◆ **Challenge**
Rewrite the stretch from the start of the records through the line containing "top-left (152, 84), bottom-right (161, 142)", requests included, multiplying every box coordinate in the answers by 2.6 and rounding to whole numbers, halves up. Leave the numbers in the requests and their format samples as they are, and return only that stretch.

◆ **Dataset records**
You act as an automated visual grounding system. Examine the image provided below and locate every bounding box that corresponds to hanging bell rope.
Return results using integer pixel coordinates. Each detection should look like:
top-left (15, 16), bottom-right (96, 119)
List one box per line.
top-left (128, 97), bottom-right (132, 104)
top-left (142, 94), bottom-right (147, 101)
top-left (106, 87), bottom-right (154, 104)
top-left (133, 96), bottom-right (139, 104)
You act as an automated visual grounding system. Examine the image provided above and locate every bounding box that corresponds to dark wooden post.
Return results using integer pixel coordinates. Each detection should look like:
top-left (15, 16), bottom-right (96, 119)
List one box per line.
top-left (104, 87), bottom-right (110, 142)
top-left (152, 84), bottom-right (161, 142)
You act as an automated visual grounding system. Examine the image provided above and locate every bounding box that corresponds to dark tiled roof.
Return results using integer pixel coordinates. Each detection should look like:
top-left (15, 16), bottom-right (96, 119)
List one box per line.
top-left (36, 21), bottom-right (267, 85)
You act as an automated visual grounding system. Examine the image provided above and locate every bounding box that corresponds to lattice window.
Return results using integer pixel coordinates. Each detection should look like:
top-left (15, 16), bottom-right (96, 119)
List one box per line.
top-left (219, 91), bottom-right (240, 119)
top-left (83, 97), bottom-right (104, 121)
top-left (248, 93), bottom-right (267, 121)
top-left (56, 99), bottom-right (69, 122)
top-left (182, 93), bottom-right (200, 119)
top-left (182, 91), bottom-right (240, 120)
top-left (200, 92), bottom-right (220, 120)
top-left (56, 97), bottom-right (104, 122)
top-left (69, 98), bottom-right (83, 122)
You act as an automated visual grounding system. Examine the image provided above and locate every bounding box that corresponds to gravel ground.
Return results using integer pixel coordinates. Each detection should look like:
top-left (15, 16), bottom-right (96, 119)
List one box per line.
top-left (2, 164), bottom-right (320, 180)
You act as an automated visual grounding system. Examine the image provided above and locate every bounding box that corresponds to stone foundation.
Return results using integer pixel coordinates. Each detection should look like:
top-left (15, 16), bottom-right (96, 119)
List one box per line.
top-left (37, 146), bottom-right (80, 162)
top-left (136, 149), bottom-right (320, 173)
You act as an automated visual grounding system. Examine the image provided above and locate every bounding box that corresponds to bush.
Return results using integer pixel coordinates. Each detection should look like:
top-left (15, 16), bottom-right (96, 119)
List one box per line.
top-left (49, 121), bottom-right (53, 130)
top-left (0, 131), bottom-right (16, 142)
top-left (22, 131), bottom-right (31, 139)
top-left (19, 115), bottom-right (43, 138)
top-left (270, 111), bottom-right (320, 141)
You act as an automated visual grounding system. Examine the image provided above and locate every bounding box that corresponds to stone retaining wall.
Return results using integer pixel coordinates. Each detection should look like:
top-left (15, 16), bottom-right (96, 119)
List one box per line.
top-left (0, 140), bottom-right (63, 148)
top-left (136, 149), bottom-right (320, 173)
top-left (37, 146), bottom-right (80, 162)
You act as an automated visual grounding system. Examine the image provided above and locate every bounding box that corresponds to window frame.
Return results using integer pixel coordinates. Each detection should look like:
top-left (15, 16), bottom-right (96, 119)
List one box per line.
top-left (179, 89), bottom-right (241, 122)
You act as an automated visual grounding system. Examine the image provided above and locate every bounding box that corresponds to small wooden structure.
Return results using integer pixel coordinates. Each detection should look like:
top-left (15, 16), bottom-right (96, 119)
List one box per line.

◆ **The answer**
You act as an automated visual grounding system. Examine the image provided below and locate every bounding box that corresponds to hanging bell rope.
Return results using integer pixel coordinates. Each detection should look like:
top-left (15, 16), bottom-right (96, 119)
List one box per line.
top-left (333, 252), bottom-right (343, 270)
top-left (369, 244), bottom-right (382, 263)
top-left (276, 226), bottom-right (400, 270)
top-left (346, 250), bottom-right (361, 270)
You act as an automated visual grounding system. Examine the image provided above and locate every bounding box that corresponds to dark wooden post.
Return results using integer pixel coordinates. Each detection should look like:
top-left (15, 16), bottom-right (96, 119)
List one box per line.
top-left (270, 226), bottom-right (286, 369)
top-left (395, 218), bottom-right (419, 369)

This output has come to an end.